Material provided =>

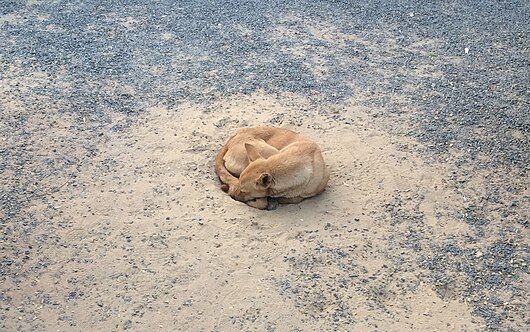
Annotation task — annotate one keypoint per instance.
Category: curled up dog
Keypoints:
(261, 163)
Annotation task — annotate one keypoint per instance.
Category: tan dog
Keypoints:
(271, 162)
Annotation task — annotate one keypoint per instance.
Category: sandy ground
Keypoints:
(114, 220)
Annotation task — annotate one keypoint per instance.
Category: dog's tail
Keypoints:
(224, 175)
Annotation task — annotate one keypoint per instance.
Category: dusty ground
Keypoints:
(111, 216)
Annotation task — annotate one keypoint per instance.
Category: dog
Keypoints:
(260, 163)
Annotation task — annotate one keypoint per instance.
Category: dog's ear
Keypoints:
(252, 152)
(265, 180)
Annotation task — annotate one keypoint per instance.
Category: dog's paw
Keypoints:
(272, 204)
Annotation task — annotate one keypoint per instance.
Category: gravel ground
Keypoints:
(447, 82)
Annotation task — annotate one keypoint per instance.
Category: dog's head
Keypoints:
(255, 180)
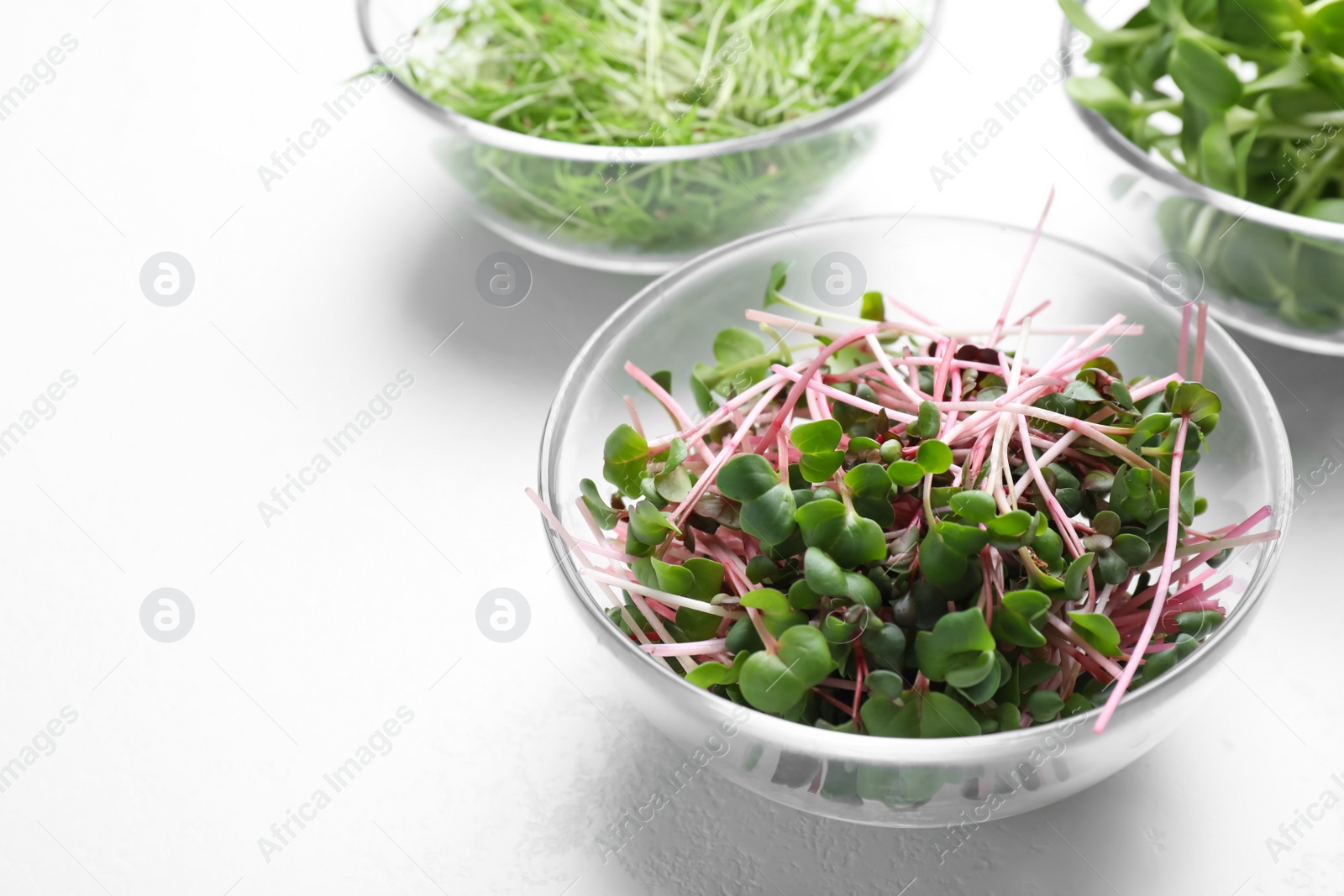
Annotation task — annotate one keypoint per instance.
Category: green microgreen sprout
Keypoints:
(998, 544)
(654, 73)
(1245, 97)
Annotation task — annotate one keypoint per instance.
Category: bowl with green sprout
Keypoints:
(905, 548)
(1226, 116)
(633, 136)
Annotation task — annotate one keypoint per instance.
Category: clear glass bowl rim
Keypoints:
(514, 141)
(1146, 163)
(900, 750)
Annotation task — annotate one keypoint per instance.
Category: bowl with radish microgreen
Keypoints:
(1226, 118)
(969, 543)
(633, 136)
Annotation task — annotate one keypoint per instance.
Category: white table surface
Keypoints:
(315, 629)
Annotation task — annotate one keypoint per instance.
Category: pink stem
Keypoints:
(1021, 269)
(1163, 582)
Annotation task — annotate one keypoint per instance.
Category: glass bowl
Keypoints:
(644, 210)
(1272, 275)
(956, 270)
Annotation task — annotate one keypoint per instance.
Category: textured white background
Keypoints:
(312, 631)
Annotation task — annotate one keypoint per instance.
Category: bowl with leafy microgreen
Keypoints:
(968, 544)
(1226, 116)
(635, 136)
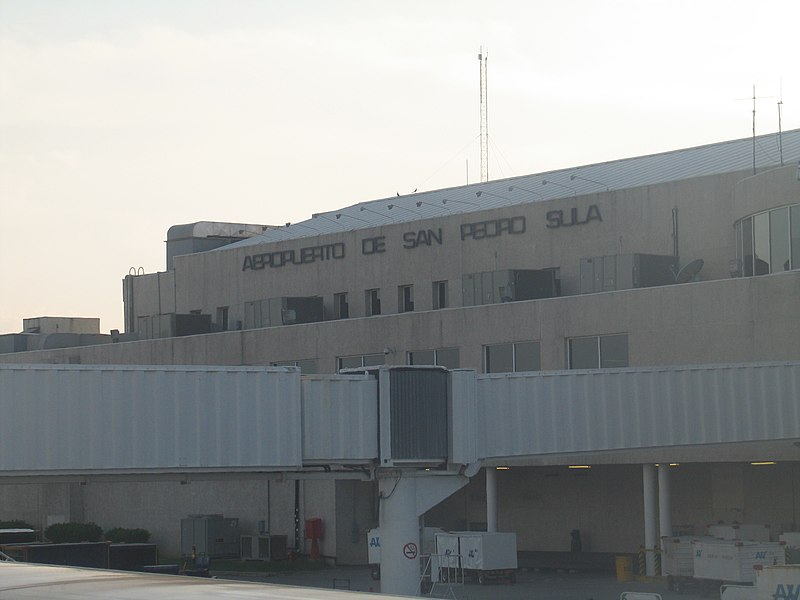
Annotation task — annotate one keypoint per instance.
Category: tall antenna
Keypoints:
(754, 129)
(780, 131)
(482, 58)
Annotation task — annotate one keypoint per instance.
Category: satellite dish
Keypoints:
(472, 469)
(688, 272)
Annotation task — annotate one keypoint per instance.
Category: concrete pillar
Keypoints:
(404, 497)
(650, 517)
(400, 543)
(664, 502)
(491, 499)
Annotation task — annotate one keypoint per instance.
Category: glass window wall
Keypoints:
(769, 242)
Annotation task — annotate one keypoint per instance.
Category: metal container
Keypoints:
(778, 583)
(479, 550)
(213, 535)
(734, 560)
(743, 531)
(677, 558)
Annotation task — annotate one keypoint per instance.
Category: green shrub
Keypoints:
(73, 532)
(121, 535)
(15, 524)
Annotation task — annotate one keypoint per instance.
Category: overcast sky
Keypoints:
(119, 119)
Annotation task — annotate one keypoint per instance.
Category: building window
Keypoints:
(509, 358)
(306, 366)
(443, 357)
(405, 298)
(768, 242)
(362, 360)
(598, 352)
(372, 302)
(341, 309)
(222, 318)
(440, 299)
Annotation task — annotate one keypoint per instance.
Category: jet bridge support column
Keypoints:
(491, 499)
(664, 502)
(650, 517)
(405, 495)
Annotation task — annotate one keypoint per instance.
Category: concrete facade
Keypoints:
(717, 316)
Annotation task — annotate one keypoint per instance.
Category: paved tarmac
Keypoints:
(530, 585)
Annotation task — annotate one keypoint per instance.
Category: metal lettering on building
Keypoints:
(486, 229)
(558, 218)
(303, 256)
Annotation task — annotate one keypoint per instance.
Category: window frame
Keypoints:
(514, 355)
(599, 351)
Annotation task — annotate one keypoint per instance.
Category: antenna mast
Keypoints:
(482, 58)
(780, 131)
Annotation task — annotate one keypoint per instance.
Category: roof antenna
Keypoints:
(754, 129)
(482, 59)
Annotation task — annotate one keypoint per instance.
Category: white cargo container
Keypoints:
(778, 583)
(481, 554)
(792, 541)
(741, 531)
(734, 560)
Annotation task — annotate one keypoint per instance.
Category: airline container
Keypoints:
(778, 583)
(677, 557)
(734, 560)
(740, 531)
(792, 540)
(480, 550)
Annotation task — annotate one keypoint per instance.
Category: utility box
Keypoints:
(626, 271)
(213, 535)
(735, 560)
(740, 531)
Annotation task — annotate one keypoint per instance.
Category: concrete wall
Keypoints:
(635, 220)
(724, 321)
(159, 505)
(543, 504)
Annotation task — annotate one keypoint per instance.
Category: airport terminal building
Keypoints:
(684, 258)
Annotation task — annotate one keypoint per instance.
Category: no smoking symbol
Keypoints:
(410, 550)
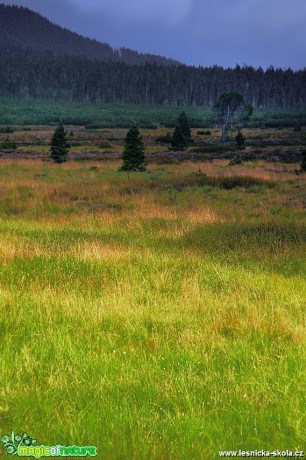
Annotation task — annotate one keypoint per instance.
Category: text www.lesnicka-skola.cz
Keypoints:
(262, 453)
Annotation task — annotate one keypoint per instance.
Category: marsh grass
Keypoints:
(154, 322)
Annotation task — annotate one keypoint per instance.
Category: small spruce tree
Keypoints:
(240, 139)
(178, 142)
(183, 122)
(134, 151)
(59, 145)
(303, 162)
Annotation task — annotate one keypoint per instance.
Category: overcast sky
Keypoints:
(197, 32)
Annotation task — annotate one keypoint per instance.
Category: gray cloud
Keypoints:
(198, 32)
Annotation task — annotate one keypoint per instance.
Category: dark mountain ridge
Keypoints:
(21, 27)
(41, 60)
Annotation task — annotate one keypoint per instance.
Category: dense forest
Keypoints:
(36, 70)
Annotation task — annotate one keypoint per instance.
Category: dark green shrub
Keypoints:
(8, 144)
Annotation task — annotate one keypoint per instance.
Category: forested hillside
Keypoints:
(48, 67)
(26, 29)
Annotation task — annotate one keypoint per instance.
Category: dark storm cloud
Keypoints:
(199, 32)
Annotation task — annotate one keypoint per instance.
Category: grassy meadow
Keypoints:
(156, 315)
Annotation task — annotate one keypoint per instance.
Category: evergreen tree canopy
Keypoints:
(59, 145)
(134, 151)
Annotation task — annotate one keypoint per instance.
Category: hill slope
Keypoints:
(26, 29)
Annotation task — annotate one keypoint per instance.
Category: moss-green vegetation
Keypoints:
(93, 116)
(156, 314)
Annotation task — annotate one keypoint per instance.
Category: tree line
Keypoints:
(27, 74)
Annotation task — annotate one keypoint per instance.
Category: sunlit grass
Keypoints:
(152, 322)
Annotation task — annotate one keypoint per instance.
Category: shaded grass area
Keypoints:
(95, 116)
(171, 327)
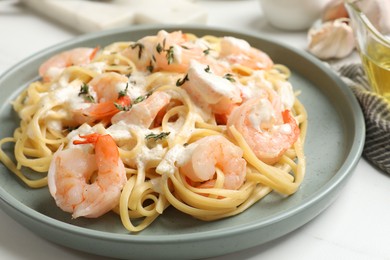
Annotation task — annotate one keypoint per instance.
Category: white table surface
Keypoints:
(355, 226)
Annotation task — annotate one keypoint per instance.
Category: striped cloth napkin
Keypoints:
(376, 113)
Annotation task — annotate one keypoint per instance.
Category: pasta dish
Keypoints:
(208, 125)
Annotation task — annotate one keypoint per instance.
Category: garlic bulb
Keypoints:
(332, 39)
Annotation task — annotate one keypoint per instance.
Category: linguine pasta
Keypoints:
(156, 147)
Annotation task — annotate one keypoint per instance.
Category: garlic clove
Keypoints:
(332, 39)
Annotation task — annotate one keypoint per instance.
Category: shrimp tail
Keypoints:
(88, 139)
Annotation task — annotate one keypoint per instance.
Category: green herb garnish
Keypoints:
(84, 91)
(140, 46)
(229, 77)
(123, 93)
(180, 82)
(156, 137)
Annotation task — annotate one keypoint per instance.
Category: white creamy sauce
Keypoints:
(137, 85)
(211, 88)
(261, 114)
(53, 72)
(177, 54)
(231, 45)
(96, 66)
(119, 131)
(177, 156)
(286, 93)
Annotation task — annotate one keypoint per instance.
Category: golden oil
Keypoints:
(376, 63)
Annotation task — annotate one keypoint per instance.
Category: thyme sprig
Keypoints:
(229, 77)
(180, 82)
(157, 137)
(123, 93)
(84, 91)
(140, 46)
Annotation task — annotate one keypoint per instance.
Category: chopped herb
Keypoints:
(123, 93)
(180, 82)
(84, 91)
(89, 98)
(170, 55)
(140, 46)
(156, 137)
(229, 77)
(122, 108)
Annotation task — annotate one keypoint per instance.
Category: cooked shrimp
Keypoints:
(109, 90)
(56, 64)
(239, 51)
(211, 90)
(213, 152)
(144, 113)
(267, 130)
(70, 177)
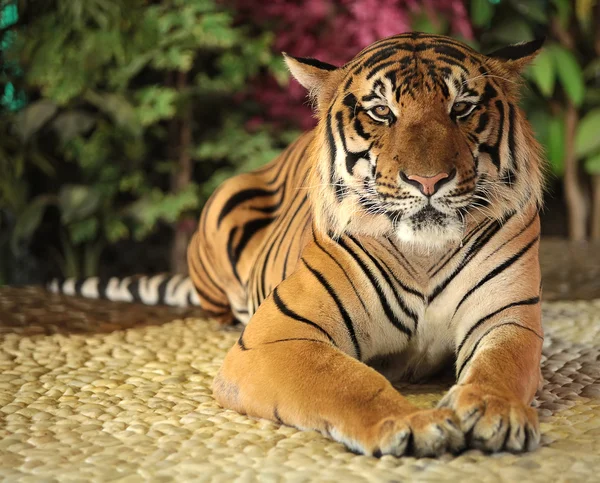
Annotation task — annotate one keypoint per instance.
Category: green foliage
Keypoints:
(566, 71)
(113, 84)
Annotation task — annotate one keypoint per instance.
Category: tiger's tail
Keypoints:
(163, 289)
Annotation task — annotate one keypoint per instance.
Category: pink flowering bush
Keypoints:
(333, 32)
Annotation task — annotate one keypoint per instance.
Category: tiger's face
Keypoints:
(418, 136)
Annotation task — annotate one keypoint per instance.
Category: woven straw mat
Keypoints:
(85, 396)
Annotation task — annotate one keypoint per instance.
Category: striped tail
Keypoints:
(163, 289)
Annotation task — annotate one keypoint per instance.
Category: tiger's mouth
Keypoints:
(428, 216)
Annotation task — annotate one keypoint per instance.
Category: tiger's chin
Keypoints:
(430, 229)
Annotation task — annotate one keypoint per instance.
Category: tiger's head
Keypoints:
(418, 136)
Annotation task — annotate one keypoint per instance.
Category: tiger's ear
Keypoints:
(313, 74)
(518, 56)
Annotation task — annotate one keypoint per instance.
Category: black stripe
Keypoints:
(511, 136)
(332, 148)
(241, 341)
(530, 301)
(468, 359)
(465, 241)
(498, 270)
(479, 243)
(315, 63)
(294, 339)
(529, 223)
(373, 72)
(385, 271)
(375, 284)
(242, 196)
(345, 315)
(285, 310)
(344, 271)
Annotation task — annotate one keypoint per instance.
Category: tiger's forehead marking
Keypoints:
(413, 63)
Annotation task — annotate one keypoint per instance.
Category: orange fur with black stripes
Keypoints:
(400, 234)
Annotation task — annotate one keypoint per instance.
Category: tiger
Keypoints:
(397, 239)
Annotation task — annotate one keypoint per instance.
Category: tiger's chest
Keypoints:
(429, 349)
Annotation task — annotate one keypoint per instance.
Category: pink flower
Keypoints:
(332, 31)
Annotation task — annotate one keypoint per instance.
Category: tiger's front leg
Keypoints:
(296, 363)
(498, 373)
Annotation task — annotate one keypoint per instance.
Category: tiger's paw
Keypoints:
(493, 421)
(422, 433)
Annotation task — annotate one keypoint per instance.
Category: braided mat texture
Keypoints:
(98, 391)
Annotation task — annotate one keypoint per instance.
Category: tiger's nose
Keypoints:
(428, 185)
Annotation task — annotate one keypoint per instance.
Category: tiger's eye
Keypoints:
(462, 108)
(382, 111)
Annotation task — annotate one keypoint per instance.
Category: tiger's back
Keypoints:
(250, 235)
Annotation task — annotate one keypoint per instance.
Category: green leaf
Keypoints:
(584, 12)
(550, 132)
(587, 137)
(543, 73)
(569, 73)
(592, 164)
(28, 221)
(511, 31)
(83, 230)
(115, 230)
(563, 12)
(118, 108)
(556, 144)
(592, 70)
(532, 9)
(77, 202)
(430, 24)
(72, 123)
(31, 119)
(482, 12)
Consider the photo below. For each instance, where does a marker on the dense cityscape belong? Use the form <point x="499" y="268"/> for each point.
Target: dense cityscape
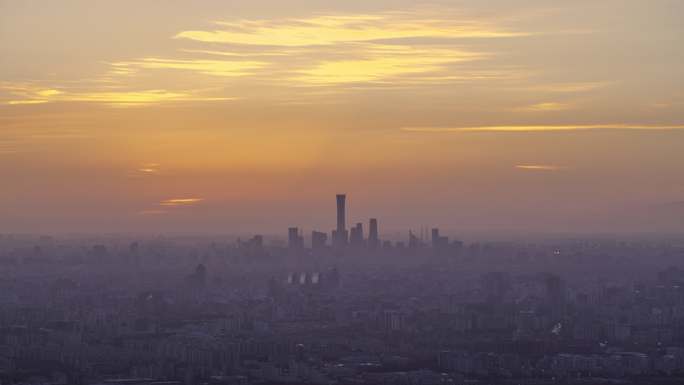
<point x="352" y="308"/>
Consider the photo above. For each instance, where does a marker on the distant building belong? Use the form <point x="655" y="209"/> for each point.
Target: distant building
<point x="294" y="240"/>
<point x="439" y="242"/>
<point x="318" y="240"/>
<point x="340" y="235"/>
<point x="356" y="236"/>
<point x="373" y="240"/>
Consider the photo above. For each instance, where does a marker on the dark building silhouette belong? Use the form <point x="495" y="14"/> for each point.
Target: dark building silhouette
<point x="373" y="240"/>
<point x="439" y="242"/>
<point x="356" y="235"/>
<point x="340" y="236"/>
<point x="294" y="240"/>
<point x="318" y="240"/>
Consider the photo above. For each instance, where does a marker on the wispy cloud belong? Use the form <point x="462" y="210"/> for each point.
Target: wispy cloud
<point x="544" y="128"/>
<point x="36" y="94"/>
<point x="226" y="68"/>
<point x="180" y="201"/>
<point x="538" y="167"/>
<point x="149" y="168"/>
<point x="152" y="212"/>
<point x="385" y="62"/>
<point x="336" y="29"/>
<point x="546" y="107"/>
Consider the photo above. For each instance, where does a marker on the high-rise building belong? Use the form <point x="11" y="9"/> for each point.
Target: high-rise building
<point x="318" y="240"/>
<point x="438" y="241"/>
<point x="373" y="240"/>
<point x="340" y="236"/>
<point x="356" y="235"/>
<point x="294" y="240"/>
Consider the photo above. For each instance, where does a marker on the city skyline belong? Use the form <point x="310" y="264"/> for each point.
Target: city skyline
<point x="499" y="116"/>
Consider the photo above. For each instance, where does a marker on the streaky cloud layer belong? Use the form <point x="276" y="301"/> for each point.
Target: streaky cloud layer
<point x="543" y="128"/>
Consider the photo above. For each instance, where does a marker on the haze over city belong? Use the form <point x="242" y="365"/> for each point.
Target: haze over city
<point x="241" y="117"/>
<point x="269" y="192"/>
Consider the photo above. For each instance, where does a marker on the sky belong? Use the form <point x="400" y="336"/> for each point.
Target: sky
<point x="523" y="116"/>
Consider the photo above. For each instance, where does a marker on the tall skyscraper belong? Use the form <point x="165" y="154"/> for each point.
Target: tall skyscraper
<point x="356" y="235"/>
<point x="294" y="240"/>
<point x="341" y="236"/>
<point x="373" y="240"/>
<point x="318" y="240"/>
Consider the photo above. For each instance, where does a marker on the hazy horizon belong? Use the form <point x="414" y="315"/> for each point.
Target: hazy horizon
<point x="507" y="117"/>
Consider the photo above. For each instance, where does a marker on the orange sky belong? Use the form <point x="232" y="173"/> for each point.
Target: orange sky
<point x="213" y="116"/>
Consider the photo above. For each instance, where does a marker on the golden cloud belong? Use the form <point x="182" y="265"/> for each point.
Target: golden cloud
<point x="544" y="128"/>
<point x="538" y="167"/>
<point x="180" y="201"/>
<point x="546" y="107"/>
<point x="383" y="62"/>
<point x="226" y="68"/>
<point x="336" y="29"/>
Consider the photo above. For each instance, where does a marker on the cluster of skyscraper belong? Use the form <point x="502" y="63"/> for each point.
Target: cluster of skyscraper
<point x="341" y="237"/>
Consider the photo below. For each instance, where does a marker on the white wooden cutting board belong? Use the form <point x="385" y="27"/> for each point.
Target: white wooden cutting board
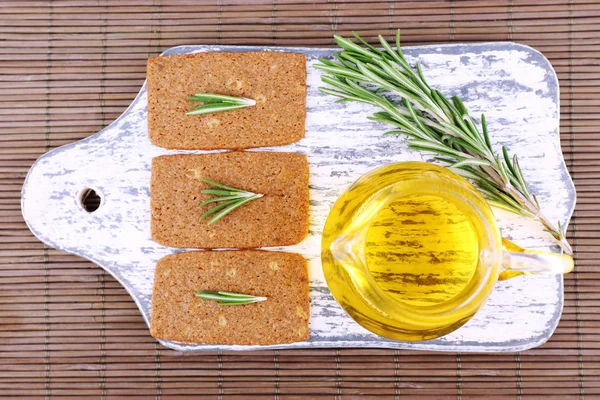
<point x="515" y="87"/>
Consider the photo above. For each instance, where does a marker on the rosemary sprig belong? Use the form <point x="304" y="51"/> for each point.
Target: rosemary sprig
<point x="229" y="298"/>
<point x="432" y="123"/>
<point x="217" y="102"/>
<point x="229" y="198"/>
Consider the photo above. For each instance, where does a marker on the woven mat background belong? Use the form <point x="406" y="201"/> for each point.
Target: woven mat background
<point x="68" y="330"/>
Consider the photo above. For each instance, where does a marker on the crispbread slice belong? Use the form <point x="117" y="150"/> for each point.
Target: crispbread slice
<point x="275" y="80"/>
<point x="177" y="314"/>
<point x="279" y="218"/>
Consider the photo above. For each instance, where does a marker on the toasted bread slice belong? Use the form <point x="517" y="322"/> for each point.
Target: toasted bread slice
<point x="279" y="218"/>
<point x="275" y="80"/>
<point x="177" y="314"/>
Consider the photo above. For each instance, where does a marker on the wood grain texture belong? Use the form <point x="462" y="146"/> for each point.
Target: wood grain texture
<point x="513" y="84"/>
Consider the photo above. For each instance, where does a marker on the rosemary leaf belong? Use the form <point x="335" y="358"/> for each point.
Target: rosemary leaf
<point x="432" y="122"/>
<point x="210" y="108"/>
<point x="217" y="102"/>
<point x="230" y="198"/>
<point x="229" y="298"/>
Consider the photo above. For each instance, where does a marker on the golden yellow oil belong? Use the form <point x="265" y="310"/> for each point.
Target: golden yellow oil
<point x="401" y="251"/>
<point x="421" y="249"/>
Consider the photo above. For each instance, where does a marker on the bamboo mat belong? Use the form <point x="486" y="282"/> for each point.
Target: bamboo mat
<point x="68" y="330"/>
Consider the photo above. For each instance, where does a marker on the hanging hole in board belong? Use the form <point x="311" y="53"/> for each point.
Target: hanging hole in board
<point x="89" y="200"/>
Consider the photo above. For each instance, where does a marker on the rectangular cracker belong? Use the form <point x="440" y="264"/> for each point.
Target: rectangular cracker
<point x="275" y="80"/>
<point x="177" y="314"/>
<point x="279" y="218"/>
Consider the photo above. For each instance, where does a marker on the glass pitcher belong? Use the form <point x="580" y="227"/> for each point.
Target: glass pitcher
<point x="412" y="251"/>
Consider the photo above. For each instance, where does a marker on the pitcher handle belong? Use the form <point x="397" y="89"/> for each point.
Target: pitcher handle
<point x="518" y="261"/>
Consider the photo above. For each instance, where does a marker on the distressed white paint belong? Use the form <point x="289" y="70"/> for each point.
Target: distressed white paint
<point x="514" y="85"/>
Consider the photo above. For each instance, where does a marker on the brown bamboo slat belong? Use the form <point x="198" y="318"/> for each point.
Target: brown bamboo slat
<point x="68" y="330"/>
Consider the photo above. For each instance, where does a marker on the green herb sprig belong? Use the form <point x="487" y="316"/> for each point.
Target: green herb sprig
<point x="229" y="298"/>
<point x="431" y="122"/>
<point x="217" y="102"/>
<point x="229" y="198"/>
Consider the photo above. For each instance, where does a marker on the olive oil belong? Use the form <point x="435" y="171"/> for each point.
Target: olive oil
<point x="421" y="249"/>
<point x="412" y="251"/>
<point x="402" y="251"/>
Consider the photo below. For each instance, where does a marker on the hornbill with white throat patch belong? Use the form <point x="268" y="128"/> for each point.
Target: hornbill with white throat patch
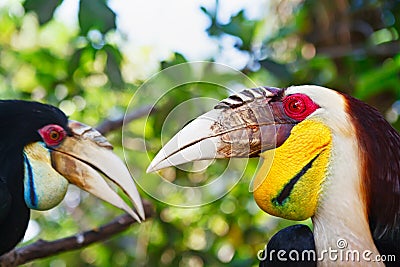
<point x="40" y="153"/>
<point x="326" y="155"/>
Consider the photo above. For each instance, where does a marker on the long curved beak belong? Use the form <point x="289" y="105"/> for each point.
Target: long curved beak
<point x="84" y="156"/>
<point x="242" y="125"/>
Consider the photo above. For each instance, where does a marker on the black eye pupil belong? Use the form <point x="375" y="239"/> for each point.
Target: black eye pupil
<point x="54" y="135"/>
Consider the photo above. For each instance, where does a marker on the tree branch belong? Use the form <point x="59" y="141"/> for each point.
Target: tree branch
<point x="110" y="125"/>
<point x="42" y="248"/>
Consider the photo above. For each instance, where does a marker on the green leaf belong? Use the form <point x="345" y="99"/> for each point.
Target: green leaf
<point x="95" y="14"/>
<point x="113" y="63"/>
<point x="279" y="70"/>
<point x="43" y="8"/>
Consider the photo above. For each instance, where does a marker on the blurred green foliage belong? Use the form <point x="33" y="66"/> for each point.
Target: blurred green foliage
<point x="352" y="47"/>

Assignment => Each line holding "bowl" in the records should be copied out.

Output for this task =>
Category: bowl with green sprout
Category: clear glass bowl rim
Category: bowl with radish microgreen
Category: glass bowl
Category: bowl with leafy microgreen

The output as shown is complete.